▶ _Problem details_
Without pictures, retype the following entries exactly.

○ ○ ○ ○

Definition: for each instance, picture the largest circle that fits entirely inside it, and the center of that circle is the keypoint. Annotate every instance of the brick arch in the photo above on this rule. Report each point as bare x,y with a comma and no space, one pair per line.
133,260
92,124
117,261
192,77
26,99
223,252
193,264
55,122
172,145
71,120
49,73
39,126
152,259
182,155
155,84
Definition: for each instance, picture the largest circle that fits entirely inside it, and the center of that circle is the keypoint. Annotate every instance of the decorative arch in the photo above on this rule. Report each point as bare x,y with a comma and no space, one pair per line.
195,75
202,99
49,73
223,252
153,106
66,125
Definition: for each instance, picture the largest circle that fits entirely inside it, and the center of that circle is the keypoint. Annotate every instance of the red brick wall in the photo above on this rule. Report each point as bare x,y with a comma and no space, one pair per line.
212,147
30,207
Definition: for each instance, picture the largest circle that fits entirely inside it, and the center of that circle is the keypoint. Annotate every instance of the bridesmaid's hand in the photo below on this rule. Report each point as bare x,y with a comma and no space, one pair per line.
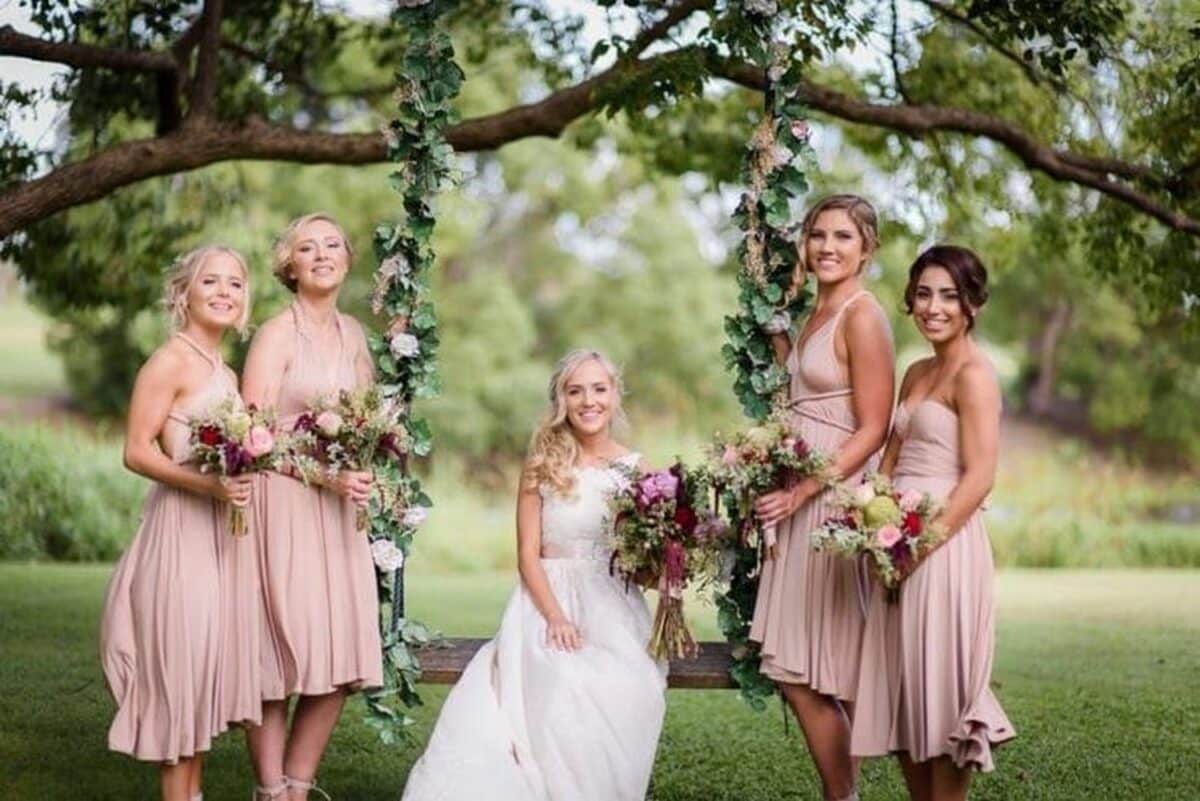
646,578
563,634
353,486
233,489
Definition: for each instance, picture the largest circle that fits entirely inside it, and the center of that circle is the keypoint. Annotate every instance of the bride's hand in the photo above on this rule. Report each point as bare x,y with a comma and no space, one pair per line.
563,634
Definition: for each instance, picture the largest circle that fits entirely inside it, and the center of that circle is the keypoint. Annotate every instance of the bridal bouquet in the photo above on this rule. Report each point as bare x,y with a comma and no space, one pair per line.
351,431
661,529
229,440
760,459
876,518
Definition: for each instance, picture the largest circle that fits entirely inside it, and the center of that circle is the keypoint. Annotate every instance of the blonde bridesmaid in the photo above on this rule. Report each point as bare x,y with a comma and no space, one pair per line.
923,688
179,633
321,637
809,610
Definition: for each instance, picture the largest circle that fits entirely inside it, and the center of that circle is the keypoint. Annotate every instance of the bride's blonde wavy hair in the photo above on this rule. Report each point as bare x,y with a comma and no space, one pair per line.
184,272
553,449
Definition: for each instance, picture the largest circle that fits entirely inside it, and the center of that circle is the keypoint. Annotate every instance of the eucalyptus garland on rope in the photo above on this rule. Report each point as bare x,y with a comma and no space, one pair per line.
773,173
406,356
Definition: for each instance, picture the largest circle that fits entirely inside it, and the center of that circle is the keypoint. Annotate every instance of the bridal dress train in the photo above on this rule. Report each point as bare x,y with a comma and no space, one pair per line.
527,722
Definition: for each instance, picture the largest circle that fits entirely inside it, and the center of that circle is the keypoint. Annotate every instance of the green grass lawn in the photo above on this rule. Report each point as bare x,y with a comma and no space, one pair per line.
1098,670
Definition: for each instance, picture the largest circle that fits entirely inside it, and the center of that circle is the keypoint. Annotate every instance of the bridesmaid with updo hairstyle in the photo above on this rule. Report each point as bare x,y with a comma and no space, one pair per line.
179,633
322,614
923,690
809,612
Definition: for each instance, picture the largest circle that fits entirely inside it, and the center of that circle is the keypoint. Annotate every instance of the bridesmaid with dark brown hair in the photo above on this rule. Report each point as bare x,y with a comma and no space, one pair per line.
179,634
322,637
923,691
809,610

○ ○ ○ ○

▶ _Result_
Definition: for each instance, picture the largest circle that fits entirely inside it, and the center of that circle is the keypoint. Annotate every instance of the brick arch in the photo above on this rule. Report each point as bare x,y with a comma and no space, one pair per line.
133,260
92,124
117,261
192,77
26,99
223,252
193,264
55,122
172,145
71,120
49,73
39,126
152,259
182,155
155,84
Definition: for each instance, picture the largest circle that fits entirely inside it, and the center of that circle is the keypoint. Annotate every instance of the decorative arch in the photo above on this rule. Report each point as bare x,y with a comma and no space, one pair per line.
195,75
202,99
49,73
223,252
153,106
66,125
Definition: for each instance, picture the largest circle that fits entirely inside it, and the center of that circle is the keypoint. Annotate every instance of the red brick wall in the photo above on this rule. Report each point as bare x,y with a comma and no space, one pair per line.
212,147
30,207
Definition: for each instance, picture the largest circle that fits entirely inside it, and the center of that circle is the keypoint. Annotate every instance of the bridesmaid's hand in the photo below on this rule. Report each point as bare x,y with a comma and no space, one pair per line.
646,578
563,634
353,486
233,489
Definition: for each instance, picture the largest circle that fits entirely inside it, and the center of that circle is the keypoint. Annotate every instance of the bride's hand in the photo above on this rule. Report each point as bare x,y with a comma and no space, one pair per line.
563,634
Definition: for each instance, picture the largest circle that fits entirely inside it, and the center of that circle is the keypoint. Annotate every instance of the bridal bouquet in the photo above on this rule. Report each point as bare x,y with a comma and no space, one pair per line.
351,431
661,529
229,440
760,459
876,518
Definition: for each instance, picture the largest circle that fits entirely inside it, and the center of that circle is the keypoint. Annotate every instance of the blonde bridesmaid in the photo above on this rule. Report each point as bare x,y with a comma and no space, one pair per line.
923,688
179,633
321,637
809,610
Definition: for each instance, picture the largest circle that fits entirely inside it, and the center of that circle is the keypoint. Annotate every instance of the bride's blonde wavy hair in the photo above on this rule. Report each point as bare x,y with a comma and no space, one pair per line.
184,272
553,449
Definition: for each instance, picture the largest circle that fits entirely inside it, and the center of that circle is the keypoint. Annotate every instance of the eucalyptus garland on rope in the photo above on this rule. Report each point as bare x,y with a comma and no space, one pair per line.
773,173
406,356
Definition: for each instance, picture the largest circle that fits entirely inside it, and the center of that circle is the keypoint. Annotate every instance of the bridal dress train in the photo above on this rule. Report each point as bare x,y with a comma and no space, one pair per line.
527,722
Definition: for each instance, picture the largest circle that fits entirely inside it, and the center of that circle is the keypoint. Annotate every instance of the green grass lawn in the photo above on this rule. Report each point as bare x,y with a comma and no space, one pair per line.
1098,670
Definition: for each instance, picture the largest circle that fits entirely inside it, and the center of that circle is the keypoint. Annotate every instance of the bridesmaid with updo hairstyle in the photo above on this rule. Report each point as bare x,y with a comma and no space, one pair per line.
179,633
322,614
923,690
809,612
Definition: for each instance, picture the largest circle that fits entirely inside it, and the center of that circle is the keypoint. Annotate every instance of the bridesmaid with dark brown hair in the photo above on this rule. Report each point as bare x,y with a comma and no space, one pair per line.
179,634
322,637
923,691
809,610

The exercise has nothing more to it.